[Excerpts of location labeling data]
★ ★ ★ ★ ★
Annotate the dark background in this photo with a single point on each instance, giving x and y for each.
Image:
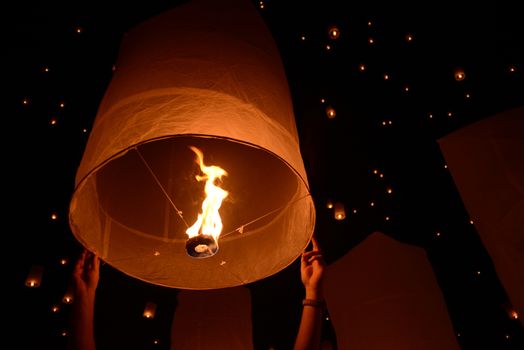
(64, 53)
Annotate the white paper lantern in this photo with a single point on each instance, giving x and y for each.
(205, 74)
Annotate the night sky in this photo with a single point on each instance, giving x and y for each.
(390, 77)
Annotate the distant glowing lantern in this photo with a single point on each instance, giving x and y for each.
(34, 278)
(331, 113)
(339, 212)
(334, 32)
(68, 296)
(459, 74)
(203, 81)
(149, 310)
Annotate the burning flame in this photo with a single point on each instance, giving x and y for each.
(209, 221)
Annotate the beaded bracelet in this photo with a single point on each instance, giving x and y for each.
(313, 302)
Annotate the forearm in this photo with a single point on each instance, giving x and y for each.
(309, 332)
(82, 325)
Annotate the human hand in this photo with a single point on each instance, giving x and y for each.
(312, 270)
(86, 274)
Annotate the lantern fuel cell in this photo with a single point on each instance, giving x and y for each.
(171, 93)
(201, 246)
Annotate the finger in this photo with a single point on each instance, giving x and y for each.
(80, 261)
(96, 263)
(307, 255)
(315, 243)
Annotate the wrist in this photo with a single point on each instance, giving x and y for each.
(314, 294)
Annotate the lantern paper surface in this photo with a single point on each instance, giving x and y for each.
(486, 162)
(205, 74)
(213, 319)
(383, 295)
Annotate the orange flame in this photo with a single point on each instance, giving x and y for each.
(209, 221)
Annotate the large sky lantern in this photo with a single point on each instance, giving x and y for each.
(192, 176)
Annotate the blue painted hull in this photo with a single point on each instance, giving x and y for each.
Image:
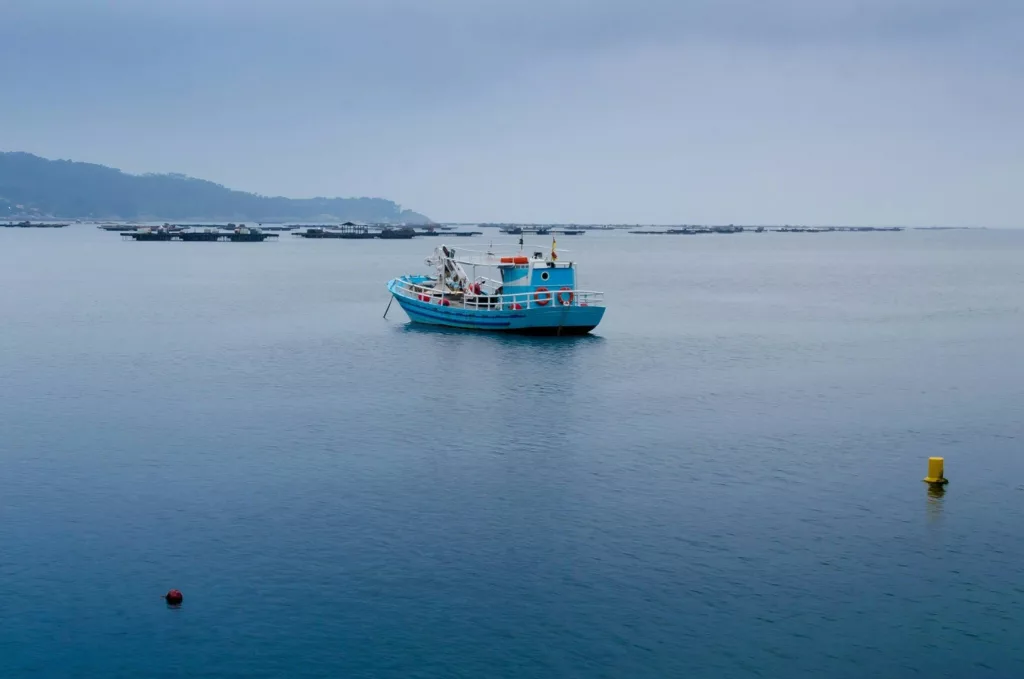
★ ★ ★ ★ ★
Directions: Find every line in the listing above that contains the word "paper" and copy each of those lines. Case counts.

Exercise answer:
Annotate the white paper lantern in this photo with a single point on each instance, giving x and y for each.
Annotate the lantern paper surface in this photo with a single point on each instance, giving x and y for each.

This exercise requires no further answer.